(Entries shown Opens)

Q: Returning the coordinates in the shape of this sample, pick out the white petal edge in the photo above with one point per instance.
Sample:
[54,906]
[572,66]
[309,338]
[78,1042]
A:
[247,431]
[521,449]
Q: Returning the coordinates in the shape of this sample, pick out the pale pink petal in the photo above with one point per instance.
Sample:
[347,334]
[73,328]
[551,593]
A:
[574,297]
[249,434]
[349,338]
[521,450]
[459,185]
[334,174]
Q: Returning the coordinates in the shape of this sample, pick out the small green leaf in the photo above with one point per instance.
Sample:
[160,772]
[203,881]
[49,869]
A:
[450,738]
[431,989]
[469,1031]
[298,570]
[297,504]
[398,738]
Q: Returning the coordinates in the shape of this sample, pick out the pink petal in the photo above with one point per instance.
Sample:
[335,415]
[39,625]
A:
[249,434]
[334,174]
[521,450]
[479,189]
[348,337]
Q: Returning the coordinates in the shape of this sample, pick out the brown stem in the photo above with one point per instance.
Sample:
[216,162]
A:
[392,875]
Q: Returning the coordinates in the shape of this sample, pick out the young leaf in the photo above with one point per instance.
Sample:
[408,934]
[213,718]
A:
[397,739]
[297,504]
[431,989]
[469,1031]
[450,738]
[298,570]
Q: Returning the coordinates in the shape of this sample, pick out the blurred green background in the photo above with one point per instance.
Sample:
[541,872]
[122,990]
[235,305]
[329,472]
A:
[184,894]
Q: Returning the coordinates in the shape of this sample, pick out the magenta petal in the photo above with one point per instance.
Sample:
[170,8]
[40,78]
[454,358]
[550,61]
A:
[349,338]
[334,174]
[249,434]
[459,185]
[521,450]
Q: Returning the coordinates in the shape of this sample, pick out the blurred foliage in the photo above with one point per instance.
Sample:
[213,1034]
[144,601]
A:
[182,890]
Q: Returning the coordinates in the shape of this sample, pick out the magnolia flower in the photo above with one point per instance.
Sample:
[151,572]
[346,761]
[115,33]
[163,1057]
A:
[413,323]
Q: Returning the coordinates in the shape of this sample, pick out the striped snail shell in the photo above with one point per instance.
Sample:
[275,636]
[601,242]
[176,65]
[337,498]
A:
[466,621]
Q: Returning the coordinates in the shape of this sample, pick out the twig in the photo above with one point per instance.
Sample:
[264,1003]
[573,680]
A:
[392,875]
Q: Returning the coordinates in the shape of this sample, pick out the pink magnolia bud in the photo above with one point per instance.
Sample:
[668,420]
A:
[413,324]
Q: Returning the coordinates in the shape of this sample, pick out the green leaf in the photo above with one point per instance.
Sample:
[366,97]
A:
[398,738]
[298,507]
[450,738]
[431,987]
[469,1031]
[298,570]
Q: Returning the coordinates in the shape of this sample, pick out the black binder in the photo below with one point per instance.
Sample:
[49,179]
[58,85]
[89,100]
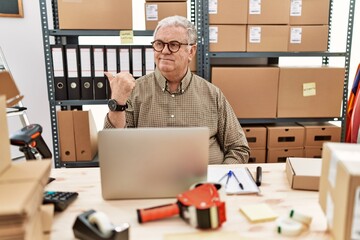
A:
[86,80]
[60,86]
[112,64]
[124,58]
[98,72]
[72,63]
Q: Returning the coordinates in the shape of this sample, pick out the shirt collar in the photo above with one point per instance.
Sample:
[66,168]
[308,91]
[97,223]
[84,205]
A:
[161,80]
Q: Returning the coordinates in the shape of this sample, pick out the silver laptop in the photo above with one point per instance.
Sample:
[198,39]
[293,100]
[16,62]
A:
[151,162]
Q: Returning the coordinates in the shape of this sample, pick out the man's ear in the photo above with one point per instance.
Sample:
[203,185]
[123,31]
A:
[192,52]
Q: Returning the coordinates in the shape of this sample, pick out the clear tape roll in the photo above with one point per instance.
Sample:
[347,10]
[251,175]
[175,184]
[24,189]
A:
[300,217]
[288,226]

(Entries shown Closes)

#### Task instructions
Please copy out the entries above exactly as they appear, but skip their images.

#### Output for this task
Q: Returning the coordinates in the shape of this sample, pick out the white petal edge in the photo above with one point per instance.
Sample:
[54,906]
[572,66]
[309,338]
[78,1042]
A:
[247,431]
[521,449]
Q: Returning the coordinates in the shape of this sample, pick out the pale pink petal in the photo above with one point per instance.
Sample:
[347,334]
[73,328]
[551,593]
A:
[574,297]
[249,434]
[349,338]
[521,450]
[459,185]
[334,174]
Q: Returning the coordinates in the shape of this sample, pick out the small green leaf in the photo above with one point per instance.
Sample:
[160,772]
[203,881]
[49,869]
A:
[450,738]
[431,989]
[469,1031]
[298,570]
[297,504]
[398,738]
Q: Returning the coordinates in the shape of this sample, pick out the pink petal in the photo above with one point per instance.
Sample:
[335,415]
[39,625]
A:
[249,434]
[334,174]
[521,450]
[479,189]
[348,337]
Q: Returning the coordinates in the shape of this sample, pick out the brown stem in the photo above with one point per instance.
Sample:
[216,162]
A:
[392,875]
Q: Returning the coordinates in the shape of this sample, pick out the young leaf in the photo above with one point per instance.
Sample:
[408,934]
[213,718]
A:
[397,739]
[297,504]
[431,989]
[469,1031]
[450,738]
[298,570]
Q: Returning the coordinates in the shape of this sample, pick out the blurred green background in the photo above with one point per instance.
Sample:
[541,872]
[122,990]
[235,305]
[329,472]
A:
[184,894]
Q: Returning the coordinates in the shape of this sample, pick out the magenta petal in the photo above with one point per instance.
Sample:
[170,8]
[40,78]
[454,358]
[550,61]
A:
[349,338]
[334,174]
[249,434]
[459,185]
[521,450]
Q: Returning the coordinates in the shape of this sample, pick out the blurred foliage in the photo above with one point per instance.
Sample:
[213,1034]
[144,601]
A:
[182,890]
Q: Returning the coordinates in the shape of this sample, pick out the magnolia flower in the photo above with one point per instance.
Sample:
[151,572]
[346,761]
[115,33]
[163,1057]
A:
[413,323]
Q: Returning the coordinates in the shape of this sample, pick out the striped snail shell in the photo above with one point per instance.
Sample:
[275,636]
[601,242]
[176,65]
[337,498]
A:
[466,621]
Q: Returning the coordinates in the shape of this sample, pick out the twig in the photo above with one point per instance.
Sample:
[264,1003]
[573,680]
A:
[392,875]
Q: Returning the coordinates in the shape of this sample, pick out the pink magnolia bud in the photo above with one point per instance.
Sample:
[668,420]
A:
[413,324]
Q: Returning the coordinates in the shape of this sample, pick out the green leaf in the photo above with one point per instance.
Sample:
[366,97]
A:
[398,738]
[298,507]
[450,738]
[431,987]
[469,1031]
[298,570]
Q: Returning the coordinates in the shape of this sample, pick out the black binder in the photo below with one point per instance.
Sample:
[49,179]
[58,85]
[89,100]
A:
[86,80]
[60,86]
[112,64]
[124,58]
[98,72]
[72,63]
Q: Returning the coordinates in the shape of this sample, pick out the shirt collar in the photo above with one point per instance.
Sample:
[66,168]
[308,91]
[97,223]
[84,205]
A:
[161,80]
Q: Returning the coordinates in the shape of this sample, pick out the silver laptop in the photo above with one point per instance.
Sample:
[198,39]
[293,100]
[16,62]
A:
[151,162]
Q: Returning the coordinates in the shape of this sample, pick out the man's ear in the photo above with one point per instance.
Sample:
[203,185]
[123,31]
A:
[192,52]
Q: Returning the coordinates in the shape of this sample, pick out the clear tape roll in the photo above with one point per instance.
Sample:
[347,10]
[251,175]
[175,184]
[24,189]
A:
[300,217]
[288,226]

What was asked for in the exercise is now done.